• PROBLEM REQUIREMENTS:
From the records below, collect each line containing the word "stringer" and copy those lines in full.

• DATA LISTING:
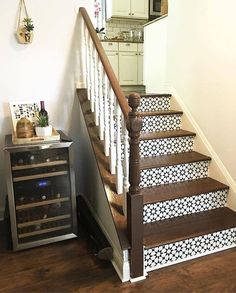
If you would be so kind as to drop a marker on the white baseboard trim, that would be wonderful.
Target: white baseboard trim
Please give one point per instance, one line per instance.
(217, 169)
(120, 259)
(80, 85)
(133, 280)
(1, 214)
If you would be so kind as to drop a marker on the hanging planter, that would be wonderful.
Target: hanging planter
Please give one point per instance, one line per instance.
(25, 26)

* * *

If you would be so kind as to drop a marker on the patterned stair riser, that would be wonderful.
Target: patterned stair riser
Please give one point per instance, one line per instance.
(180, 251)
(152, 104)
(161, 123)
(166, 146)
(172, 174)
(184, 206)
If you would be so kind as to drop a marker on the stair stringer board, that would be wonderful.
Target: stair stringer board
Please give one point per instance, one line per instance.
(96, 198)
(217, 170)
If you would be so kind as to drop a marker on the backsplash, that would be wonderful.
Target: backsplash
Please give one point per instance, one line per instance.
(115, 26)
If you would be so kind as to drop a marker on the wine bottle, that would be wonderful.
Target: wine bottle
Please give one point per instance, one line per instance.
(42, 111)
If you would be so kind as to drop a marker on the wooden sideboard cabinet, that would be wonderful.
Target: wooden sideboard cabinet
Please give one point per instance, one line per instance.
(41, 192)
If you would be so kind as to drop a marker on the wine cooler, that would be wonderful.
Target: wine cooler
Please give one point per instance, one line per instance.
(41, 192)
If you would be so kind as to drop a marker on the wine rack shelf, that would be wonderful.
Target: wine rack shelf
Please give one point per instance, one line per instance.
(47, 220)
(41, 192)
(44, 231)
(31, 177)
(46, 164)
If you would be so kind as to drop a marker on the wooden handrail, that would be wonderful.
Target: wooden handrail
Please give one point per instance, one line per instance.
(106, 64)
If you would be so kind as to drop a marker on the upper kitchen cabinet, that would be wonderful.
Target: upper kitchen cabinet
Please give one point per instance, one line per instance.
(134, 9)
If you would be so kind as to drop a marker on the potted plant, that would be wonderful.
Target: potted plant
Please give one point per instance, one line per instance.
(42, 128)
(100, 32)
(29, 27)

• SOLUTION TO THE PROBLEM:
If you would be so kind as to drop a marker on the stair stringer board, that would be wonderful.
Target: stair stringer board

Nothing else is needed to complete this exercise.